- WRITTEN EXERCISE -
Report every line of the records below that contains the word "white", matching uppercase and lowercase exactly.

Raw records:
- - - - - - -

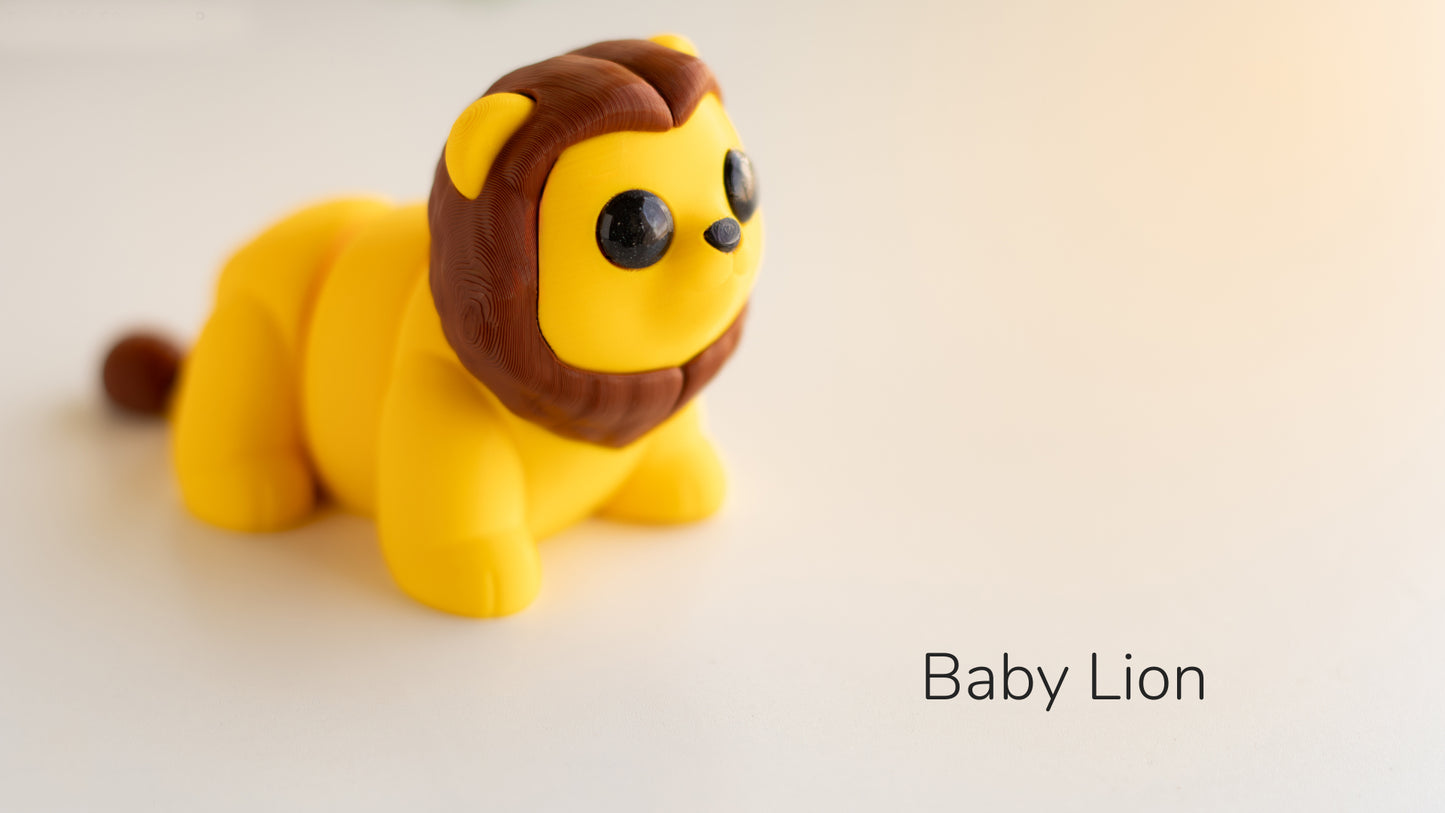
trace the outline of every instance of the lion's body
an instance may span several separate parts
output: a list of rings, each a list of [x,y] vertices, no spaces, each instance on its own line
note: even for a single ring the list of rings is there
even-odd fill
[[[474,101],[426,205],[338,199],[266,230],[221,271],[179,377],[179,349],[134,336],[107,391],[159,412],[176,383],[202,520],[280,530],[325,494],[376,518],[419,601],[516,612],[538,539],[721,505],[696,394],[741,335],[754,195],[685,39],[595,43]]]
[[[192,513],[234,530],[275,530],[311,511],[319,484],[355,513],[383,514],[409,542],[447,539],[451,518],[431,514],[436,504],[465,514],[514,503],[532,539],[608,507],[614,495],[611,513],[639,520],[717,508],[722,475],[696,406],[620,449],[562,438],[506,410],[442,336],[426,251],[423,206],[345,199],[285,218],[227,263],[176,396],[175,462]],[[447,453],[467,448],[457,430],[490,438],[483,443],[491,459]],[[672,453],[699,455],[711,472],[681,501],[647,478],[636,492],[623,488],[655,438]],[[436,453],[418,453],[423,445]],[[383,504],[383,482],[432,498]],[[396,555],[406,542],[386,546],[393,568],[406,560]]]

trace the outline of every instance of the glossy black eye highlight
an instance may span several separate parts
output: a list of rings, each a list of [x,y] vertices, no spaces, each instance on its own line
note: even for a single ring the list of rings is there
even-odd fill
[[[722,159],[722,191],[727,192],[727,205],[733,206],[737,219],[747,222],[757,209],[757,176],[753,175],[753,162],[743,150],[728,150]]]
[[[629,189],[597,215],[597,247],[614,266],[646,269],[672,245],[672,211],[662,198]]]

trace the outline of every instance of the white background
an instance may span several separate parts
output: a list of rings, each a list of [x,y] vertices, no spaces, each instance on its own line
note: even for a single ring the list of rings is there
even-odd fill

- - - - - - -

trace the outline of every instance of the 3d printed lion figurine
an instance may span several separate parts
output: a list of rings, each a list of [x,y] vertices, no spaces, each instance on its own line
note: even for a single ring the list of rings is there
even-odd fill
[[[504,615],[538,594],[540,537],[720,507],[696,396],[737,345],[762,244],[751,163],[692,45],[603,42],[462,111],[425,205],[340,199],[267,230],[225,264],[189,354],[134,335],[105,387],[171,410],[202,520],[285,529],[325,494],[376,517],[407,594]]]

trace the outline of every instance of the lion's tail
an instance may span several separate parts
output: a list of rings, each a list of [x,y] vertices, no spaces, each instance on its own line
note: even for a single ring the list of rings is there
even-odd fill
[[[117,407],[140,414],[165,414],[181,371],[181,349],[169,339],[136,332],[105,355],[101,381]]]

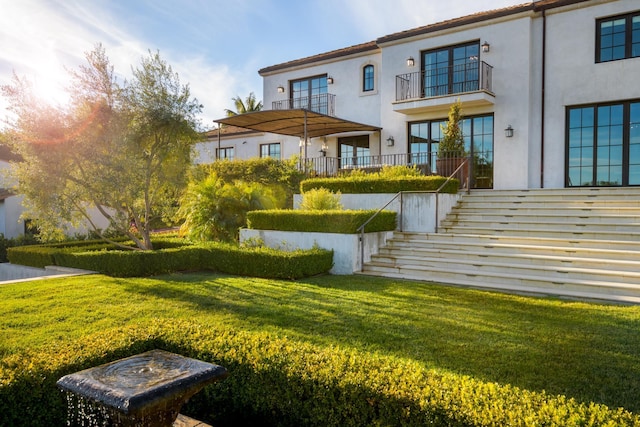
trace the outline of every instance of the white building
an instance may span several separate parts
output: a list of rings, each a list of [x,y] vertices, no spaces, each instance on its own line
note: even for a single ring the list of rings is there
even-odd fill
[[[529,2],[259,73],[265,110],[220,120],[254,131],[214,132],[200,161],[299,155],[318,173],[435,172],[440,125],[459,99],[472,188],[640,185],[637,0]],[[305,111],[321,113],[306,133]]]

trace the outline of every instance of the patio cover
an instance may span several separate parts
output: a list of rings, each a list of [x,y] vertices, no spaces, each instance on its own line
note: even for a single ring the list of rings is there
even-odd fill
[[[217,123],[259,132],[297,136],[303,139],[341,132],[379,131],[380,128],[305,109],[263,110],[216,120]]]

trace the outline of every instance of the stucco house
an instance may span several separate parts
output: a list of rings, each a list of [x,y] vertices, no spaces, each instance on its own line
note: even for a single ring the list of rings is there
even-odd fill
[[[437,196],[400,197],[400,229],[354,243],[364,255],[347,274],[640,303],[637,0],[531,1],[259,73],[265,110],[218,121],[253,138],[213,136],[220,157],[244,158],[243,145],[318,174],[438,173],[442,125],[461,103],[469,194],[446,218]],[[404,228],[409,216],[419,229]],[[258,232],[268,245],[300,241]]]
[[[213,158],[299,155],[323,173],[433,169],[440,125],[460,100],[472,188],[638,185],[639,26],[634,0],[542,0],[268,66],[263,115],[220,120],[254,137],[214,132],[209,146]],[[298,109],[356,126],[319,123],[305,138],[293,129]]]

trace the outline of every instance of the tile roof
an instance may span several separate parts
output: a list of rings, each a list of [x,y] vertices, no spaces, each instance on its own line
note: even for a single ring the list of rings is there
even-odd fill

- - - - - - -

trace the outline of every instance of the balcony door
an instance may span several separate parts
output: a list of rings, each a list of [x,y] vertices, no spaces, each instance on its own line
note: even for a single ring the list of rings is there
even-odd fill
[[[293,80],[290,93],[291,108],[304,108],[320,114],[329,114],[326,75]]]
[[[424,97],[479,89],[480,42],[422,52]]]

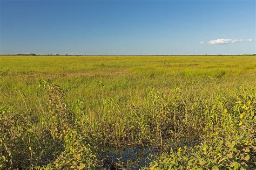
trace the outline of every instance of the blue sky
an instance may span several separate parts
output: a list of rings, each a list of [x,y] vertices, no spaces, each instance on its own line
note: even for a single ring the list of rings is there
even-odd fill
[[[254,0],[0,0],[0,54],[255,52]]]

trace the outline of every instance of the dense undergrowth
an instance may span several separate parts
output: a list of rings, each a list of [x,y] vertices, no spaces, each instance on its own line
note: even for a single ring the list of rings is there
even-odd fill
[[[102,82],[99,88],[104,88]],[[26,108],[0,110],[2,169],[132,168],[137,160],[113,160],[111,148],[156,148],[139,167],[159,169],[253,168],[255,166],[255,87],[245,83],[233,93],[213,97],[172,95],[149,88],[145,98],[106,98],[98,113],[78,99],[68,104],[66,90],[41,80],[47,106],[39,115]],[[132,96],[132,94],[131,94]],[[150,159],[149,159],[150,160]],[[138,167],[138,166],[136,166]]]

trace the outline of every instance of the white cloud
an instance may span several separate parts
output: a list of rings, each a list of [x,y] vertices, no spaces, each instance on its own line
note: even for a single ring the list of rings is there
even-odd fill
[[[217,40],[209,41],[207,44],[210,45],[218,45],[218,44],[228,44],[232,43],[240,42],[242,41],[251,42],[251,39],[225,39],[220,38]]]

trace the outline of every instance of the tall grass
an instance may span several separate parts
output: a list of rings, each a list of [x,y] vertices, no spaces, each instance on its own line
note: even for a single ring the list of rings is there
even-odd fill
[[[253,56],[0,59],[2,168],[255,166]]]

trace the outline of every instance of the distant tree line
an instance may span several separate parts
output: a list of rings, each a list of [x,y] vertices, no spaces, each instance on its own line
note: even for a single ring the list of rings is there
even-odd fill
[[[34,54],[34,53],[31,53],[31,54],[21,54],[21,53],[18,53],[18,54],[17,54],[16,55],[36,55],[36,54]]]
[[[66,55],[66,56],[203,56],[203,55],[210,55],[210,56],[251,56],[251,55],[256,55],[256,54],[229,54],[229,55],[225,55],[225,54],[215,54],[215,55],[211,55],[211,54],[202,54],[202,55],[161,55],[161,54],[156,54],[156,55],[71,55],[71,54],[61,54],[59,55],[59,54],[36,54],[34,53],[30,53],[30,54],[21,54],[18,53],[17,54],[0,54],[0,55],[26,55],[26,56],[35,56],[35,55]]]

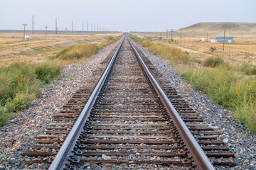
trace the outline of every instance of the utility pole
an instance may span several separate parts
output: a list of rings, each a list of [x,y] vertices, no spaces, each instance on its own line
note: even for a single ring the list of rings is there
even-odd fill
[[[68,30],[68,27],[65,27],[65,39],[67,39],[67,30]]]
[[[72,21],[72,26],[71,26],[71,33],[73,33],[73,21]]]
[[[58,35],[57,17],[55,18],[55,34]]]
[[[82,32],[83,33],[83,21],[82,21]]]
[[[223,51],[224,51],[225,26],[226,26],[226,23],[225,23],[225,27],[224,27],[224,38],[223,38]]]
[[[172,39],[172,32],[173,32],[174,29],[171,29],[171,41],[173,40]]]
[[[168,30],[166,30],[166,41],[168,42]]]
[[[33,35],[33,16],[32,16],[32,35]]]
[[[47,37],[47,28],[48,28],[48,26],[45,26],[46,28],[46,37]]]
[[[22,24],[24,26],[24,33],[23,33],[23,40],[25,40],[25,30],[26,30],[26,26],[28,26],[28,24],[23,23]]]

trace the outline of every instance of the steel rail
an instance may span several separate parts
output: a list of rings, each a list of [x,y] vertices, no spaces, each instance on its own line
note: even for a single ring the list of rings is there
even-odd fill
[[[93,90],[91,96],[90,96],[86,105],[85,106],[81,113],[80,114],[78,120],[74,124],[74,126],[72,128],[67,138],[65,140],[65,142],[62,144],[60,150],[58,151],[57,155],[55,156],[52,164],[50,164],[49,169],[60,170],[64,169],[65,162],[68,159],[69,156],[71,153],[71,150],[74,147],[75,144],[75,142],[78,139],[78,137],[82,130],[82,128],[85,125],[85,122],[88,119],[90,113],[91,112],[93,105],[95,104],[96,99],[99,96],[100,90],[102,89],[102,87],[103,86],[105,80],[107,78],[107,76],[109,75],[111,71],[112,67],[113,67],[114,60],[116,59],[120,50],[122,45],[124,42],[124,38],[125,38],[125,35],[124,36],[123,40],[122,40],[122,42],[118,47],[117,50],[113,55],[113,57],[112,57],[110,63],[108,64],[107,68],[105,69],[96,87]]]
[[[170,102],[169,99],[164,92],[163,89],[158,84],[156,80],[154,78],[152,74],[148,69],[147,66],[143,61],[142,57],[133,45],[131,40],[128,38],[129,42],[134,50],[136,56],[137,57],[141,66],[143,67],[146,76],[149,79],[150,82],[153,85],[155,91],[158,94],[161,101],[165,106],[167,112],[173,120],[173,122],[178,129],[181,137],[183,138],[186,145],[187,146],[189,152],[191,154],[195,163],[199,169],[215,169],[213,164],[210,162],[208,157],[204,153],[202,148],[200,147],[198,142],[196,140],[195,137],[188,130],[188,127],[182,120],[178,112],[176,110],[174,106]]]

- - - - - - -

- RESPONSE FOR THIS EXERCISE -
trace the outline of every instance of the white background
trace the outline of every instance of the white building
trace the outline of every instance of the white cloud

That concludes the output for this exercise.